_WORK TO BE COMPLETED:_ Extract each line of the listing below that contains the word "shoreline", and copy those lines in full.
━━━ RAW DATA
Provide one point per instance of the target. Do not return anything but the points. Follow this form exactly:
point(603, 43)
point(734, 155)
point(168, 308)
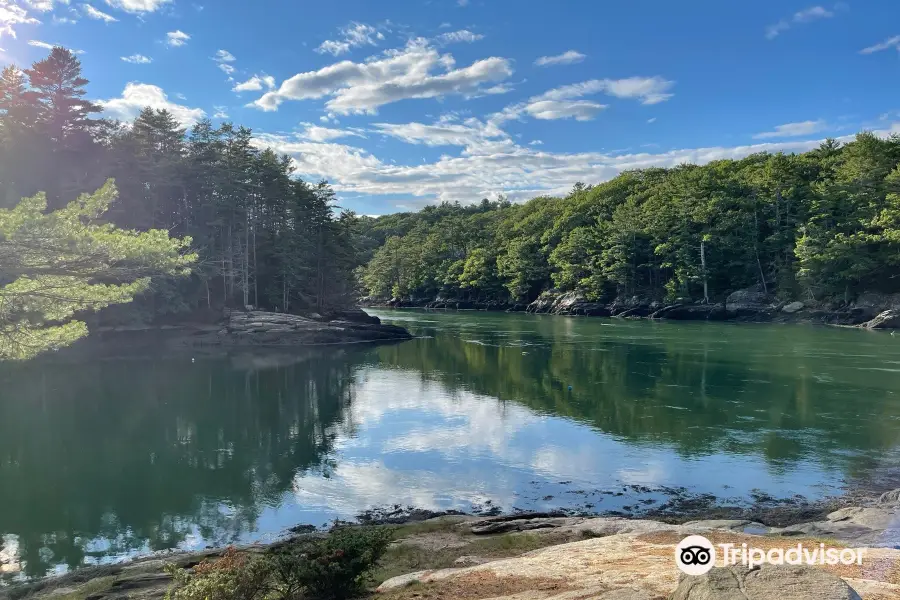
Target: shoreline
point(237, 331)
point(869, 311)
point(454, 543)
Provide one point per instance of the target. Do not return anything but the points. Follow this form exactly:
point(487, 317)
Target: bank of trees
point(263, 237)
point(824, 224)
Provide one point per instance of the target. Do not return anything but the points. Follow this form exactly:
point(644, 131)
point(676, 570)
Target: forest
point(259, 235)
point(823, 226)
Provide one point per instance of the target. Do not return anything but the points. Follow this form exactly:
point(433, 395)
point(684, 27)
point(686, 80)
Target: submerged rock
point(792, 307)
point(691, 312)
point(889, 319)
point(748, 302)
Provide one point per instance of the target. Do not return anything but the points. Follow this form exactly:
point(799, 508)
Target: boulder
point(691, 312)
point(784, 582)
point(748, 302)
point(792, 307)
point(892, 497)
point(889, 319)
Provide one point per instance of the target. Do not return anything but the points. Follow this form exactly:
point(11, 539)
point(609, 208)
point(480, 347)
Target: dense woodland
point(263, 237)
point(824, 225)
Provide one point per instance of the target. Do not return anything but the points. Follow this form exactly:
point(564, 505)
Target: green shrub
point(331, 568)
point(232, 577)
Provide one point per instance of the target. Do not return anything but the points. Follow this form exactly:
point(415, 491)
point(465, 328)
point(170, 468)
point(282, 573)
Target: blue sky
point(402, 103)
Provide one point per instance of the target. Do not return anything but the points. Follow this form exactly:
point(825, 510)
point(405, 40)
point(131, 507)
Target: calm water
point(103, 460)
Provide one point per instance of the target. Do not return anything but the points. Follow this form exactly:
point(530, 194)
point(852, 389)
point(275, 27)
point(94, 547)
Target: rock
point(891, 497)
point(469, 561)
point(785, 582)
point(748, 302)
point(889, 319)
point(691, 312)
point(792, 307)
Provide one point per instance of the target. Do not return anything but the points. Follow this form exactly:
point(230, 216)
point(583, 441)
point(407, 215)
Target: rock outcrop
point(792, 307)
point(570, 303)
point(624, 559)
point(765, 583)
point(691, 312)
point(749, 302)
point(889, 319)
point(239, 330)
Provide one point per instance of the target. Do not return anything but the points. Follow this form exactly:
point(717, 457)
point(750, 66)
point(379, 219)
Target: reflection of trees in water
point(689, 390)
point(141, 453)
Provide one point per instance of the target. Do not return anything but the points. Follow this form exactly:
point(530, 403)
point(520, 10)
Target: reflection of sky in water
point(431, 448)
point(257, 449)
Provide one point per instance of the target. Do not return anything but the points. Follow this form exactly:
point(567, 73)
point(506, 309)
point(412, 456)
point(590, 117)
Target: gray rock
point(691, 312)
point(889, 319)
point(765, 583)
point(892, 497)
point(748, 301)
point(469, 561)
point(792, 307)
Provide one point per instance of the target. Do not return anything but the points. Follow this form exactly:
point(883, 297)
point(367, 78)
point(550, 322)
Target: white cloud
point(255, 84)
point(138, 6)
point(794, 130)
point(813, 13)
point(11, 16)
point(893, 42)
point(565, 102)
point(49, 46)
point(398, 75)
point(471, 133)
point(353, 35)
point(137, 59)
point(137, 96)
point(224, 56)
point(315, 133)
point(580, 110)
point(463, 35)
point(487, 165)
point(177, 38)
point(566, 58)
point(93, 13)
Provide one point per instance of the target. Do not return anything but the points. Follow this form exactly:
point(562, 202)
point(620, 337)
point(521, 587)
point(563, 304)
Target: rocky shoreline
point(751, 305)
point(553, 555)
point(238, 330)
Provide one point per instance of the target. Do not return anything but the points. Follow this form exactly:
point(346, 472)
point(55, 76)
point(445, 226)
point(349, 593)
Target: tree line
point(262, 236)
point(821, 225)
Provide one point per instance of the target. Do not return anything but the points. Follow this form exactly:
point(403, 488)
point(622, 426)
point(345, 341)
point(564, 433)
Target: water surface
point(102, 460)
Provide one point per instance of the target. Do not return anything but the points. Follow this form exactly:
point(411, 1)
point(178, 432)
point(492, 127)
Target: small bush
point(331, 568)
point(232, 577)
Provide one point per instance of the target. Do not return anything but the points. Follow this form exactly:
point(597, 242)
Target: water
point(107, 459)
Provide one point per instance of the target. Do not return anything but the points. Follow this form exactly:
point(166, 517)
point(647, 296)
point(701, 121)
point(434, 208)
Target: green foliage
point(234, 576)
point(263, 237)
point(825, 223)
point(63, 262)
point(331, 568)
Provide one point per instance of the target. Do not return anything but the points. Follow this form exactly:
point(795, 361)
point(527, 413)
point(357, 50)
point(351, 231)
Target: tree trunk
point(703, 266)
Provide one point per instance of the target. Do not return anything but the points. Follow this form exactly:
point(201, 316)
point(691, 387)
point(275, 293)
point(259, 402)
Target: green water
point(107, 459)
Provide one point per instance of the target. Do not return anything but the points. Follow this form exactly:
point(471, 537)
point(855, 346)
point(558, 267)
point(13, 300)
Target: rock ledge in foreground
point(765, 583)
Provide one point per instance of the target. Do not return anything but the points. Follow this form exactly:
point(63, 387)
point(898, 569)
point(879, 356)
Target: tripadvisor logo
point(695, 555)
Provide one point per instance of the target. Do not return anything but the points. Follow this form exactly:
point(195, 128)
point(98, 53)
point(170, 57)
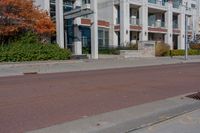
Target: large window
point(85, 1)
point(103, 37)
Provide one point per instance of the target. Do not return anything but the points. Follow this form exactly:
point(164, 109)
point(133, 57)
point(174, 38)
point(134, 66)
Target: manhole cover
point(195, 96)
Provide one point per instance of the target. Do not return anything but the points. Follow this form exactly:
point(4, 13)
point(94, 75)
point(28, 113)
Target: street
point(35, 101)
━━━━━━
━━━ RAW DATA
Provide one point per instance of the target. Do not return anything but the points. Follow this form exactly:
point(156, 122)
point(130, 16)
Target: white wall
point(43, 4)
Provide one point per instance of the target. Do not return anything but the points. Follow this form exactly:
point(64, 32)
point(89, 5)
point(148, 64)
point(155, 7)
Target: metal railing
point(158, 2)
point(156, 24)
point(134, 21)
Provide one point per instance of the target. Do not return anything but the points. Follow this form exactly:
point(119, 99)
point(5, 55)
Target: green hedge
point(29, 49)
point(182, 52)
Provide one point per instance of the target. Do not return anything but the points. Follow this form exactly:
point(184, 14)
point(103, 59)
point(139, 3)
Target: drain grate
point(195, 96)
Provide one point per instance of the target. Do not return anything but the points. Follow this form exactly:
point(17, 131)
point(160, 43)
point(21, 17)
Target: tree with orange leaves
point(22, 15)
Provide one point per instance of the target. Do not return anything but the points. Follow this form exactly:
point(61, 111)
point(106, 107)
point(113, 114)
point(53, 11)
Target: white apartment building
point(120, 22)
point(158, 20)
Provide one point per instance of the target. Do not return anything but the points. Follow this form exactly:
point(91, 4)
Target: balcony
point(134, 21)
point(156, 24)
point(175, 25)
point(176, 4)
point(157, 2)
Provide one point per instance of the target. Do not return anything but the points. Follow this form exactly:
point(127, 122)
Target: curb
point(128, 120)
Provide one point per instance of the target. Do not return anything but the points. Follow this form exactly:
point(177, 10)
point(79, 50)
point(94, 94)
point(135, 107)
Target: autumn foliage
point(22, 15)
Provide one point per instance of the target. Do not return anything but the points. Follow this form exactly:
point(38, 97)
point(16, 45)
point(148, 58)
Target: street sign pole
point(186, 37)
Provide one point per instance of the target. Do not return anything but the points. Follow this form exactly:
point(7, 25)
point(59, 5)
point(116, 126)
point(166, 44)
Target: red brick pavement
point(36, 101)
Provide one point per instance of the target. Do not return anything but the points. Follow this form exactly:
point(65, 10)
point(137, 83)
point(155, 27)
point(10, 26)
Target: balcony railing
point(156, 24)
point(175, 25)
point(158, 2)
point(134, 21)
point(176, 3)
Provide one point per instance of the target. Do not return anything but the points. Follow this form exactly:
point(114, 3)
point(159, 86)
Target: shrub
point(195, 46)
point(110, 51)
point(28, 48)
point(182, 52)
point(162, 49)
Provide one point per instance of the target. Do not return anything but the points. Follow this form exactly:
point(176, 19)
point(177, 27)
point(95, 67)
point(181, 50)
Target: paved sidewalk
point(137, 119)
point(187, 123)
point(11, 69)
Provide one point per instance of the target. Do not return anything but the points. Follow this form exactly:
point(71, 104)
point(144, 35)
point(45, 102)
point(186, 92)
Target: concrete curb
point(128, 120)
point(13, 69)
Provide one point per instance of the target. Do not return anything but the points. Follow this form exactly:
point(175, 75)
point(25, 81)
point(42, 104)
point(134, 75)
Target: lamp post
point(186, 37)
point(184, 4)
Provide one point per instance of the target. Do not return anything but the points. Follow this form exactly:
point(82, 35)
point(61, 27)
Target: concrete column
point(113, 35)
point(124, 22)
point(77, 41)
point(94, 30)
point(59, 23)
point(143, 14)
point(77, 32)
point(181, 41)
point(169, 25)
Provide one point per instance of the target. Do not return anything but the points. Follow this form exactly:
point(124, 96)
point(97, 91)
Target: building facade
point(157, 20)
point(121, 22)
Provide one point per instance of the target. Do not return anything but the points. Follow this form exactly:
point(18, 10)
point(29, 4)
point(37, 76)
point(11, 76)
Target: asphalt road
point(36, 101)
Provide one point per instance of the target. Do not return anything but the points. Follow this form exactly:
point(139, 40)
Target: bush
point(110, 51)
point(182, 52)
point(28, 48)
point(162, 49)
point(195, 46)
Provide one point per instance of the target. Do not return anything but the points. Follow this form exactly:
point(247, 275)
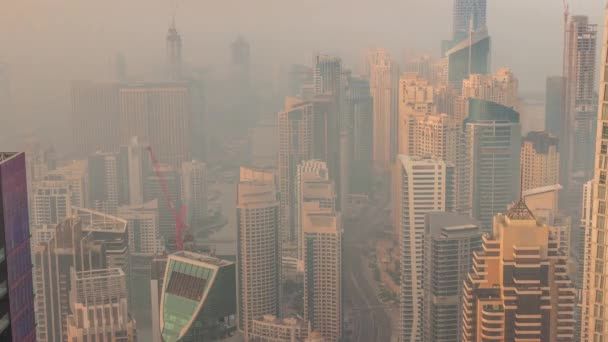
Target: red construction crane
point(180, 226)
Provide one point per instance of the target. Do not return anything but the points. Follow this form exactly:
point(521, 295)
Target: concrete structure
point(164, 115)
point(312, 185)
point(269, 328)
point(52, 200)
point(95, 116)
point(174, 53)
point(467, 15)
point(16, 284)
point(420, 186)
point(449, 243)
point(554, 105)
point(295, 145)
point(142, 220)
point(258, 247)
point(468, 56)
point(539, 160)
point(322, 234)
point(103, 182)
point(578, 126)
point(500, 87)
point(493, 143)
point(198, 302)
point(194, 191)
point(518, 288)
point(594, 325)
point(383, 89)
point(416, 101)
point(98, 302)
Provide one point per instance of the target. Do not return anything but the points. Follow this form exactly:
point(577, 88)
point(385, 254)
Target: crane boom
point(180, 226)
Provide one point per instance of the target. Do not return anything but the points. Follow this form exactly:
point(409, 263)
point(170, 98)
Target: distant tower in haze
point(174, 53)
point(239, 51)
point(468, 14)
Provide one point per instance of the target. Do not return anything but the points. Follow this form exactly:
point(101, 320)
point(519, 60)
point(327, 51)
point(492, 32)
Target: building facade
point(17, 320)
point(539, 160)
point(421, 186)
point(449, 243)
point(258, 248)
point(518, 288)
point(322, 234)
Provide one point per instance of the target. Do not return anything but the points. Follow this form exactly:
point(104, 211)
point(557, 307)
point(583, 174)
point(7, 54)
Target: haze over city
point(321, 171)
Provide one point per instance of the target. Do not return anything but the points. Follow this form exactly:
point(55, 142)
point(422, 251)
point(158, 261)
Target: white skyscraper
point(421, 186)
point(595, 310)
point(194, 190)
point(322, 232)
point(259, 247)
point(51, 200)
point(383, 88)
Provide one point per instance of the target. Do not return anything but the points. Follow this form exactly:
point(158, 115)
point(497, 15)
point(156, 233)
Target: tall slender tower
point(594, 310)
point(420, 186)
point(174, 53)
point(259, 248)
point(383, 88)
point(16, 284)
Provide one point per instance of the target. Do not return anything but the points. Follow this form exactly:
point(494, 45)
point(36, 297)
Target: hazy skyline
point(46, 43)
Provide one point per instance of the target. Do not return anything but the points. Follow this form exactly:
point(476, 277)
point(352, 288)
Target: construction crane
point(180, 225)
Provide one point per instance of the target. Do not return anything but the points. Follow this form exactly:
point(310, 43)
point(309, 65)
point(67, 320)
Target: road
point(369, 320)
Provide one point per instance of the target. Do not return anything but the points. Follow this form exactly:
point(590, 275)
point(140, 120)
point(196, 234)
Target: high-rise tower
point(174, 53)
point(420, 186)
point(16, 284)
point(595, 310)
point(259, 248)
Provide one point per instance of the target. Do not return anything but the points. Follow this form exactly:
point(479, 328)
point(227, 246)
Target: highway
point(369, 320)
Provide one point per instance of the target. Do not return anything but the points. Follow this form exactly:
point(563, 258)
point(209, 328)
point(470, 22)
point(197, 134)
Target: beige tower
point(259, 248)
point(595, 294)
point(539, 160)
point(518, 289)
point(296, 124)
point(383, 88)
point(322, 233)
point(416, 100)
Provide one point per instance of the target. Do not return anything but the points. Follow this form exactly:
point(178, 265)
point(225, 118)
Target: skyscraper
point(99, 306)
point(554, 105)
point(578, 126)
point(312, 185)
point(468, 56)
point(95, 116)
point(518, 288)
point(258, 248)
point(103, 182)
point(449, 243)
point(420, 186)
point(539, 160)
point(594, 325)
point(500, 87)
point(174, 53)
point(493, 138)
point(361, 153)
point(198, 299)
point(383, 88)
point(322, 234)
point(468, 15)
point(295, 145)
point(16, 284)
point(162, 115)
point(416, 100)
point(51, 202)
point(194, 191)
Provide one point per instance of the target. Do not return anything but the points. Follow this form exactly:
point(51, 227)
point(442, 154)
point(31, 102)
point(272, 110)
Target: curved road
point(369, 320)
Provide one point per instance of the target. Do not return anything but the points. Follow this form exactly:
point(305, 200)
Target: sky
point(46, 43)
━━━━━━
_REPLY:_
Target: shoreline
Target: rocky shoreline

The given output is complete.